• Exercise 1: In the case report on botryomycosis below, how many years had the patient had discharging sinuses on the buttock?
• Exercise 2: Duplicate the part of the botryomycosis case report starting at "Fernando, D.M. Amarathunga, P." and ending at "in Sri Lanka.".
• Exercise 3: Go on with the botryomycosis case report, picking up after its last sentence.

Fernando, D.M. Amarathunga, P. Murugadas, C. Somarathna, T. Perera, S.Welgama
Botryomycosis is a chronic suppurative infection that manifests clinically as plaques that are often ulcerated and have discharging sinuses. Therefore, they closely mimic mycetoma. It is most commonly caused by Staphylococcus aureus but it could be polymicrobial. It can present as a cutaneous or a visceral disease. The cutaneous form can invade deep tissue. Here, we describe a patient who presented to us with cutaneous botryomycosis of the buttock. As far as we know this is the first reported case of botryomycosis in Sri Lanka.
A 57 year old immunocompetent male patient without any comorbidities referred to us from the dermatology clinic with a 12 year history of having multiple discharging sinuses on the buttock to take samples for microbiological diagnosis. He denied of any trauma to buttock. On examination there were many discharging sinuses on the left buttock with pus. Right side of the buttock was not involved. Pus samples were taken and the patient was admitted into the surgical ward. On admission, he was afebrile and had unremarkable clinical parameters. His FBC was 10.5 103/ul with neutrophils of 77%. Hb was 12.7g/dl and platelets were normal. Renal and liver profiles were normal. ESR was 55mm. CRP was not available in the hospital.
From the first pus culture, Staphylococcus aureus and Group D streptococcus was isolated. Although the patient was not ill, pus was coming from multiple sinuses involving the whole left buttock, patient was started on empirical oral cotrimoxazole and oral linezolid to cover actinomycetoma and MRSA as the patient has been exposed to many antibiotics over the years. The same organisms were also grown in the first tissue sample sent from the theater after debridement. S. aureus was resistant only to ciprofloxacin and erythromicin but sensitive to cotrimoxazole and linezolid. Group D streptococcus was only R to clindamycin. During the first 2 weeks of hospitalization all samples of pus, swabs and tissues grew only S aureus and streptococcus and same antibiotics were continued. Fungal cultures sent were negative. Linezolid was stopped after completion of 2 weeks. Histology report showed no evidence of granulomata actinomycosis or malignancy.

[Records drawn from a dataset]
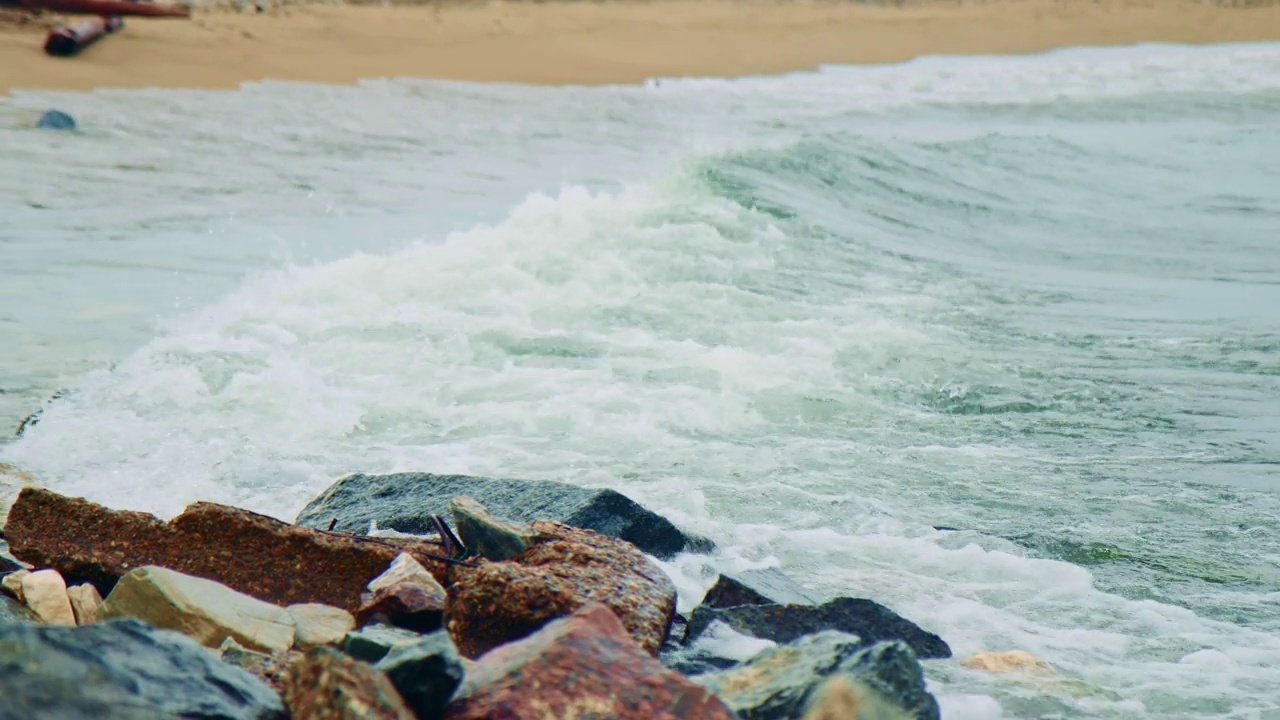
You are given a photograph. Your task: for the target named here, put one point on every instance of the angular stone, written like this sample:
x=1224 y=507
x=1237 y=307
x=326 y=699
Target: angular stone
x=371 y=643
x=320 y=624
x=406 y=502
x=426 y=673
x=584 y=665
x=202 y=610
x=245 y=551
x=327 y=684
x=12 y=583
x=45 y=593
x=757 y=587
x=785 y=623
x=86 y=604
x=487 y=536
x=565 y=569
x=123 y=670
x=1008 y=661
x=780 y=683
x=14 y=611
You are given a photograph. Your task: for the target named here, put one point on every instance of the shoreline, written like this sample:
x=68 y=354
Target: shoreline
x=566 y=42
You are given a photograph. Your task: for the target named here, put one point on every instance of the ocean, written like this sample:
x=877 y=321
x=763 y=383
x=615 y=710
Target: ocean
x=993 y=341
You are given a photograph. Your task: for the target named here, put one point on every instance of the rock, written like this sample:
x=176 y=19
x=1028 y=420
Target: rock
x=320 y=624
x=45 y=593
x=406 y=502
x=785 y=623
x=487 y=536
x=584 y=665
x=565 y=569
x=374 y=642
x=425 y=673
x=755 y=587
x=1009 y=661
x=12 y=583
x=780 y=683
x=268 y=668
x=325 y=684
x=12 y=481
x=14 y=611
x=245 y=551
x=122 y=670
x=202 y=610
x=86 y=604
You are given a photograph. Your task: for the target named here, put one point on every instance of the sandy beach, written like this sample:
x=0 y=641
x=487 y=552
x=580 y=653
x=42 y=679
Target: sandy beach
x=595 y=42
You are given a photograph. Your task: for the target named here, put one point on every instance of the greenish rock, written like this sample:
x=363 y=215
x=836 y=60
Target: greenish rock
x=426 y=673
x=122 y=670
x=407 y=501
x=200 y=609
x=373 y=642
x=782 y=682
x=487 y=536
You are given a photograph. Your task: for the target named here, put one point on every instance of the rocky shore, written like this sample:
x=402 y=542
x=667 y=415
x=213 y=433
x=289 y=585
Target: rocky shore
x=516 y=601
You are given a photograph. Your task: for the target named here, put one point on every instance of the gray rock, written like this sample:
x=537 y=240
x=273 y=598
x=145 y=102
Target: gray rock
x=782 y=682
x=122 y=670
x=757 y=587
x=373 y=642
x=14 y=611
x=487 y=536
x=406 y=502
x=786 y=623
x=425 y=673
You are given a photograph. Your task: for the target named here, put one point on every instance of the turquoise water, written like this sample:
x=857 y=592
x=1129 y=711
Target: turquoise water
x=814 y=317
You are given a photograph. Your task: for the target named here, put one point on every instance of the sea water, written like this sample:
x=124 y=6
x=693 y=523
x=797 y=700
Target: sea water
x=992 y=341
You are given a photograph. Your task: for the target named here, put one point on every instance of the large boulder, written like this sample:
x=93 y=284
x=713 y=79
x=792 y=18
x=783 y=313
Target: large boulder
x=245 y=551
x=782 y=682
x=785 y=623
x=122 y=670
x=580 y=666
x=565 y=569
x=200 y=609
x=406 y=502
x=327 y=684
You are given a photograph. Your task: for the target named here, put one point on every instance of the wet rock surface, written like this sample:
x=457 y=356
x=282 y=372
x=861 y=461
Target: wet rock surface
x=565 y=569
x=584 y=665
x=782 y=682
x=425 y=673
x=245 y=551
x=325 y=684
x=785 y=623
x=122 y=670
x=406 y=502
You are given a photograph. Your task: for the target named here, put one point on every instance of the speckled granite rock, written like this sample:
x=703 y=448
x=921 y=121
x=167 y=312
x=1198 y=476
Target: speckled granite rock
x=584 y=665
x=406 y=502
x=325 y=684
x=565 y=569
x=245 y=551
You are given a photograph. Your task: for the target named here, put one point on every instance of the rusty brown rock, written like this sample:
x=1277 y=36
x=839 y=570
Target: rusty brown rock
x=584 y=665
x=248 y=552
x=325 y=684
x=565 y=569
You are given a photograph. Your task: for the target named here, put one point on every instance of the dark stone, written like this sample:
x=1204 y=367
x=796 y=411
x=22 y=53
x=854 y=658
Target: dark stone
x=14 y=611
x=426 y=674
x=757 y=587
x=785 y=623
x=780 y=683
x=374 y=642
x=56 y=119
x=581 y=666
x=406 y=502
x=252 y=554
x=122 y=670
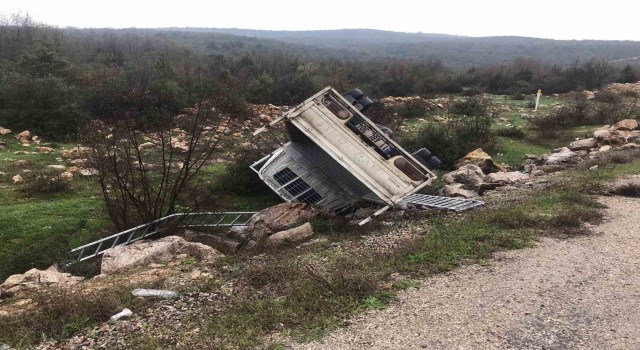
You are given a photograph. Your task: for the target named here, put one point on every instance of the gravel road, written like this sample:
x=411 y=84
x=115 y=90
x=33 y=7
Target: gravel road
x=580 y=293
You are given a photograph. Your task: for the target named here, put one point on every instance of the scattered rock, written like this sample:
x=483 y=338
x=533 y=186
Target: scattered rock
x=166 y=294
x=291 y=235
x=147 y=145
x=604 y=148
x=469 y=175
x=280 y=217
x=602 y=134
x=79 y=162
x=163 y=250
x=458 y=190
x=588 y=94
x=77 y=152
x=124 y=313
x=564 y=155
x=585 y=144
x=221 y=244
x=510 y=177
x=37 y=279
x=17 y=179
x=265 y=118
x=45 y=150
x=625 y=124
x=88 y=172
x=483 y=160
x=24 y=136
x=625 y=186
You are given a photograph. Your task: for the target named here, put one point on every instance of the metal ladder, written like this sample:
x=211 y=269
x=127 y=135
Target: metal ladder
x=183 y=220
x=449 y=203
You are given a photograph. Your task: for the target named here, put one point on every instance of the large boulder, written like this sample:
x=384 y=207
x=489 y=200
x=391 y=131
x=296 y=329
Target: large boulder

• Result 1: 12 years

• Result 2:
Fernando, D.M. Amarathunga, P. Murugadas, C. Somarathna, T. Perera, S.Welgama
Botryomycosis is a chronic suppurative infection that manifests clinically as plaques that are often ulcerated and have discharging sinuses. Therefore, they closely mimic mycetoma. It is most commonly caused by Staphylococcus aureus but it could be polymicrobial. It can present as a cutaneous or a visceral disease. The cutaneous form can invade deep tissue. Here, we describe a patient who presented to us with cutaneous botryomycosis of the buttock. As far as we know this is the first reported case of botryomycosis in Sri Lanka.

• Result 3:
During the 3rd week of hospitalization with multiple debridements, pus cultures grew E coli and Klebsiella spp. Both E coli and Klebsiella were resistant to cotrimoxazole, ciprofloxacin and ampicillin. Then oral coamoxyclav was started and cotrimoxazole was stopped. Even with many debridements there were sinuses with pus. From 4th week onwards Proteus ssp also grew in addition to Klebsiella and Ecoli from pus and tissue samples with the same resistance. Oral coamoxyclav was continued for 4 weeks. Some samples of swabs and tissue grew coagulase negative staphylococcus spp (CNS) and microbiological point of view those were not considered as pathogens. No evidence of deep tissue invasion. X ray was normal. TB was also excluded by doing culture. Skin grafting was done by the surgical team during the 9th week of hospitalization as the skin loss was significant. Patient was in the hospital for 10 weeks and the microbiology department received 20 samples mainly pus and few tissue and swabs and those were good in quality. First 4 samples grew S aureus and Grp D Streptococcus. 12 pus samples grew either Ecoli. Klebsiella and Proteus with similar sensitivity. Therefore in this case pathogens were polymicrobial.
Dermatology team’s clinical suspicion was mycetoma on admission. However microbiology and histopathology departments failed to provide any evidence for mycetoma. Then the dermatologist confirmed the diagnosis as botryomycosis with positive cultures.
Diagnosing botryomycosis includes clinical suspicion and microbiological cultures. Isolation of the causative agent and susceptibility tests are essential to provide appropriate treatment. The treatment consists of debridement with prolonged course of antibiotics. Usually, treatment is continued till complete clinical resolution.
His hospital stay was unremarkable other than dropping of Hb probably due to serial debridement. Patient was discharged on cotrimoxazole by the dermatology team with a plan to do skin grafting to the remaining area.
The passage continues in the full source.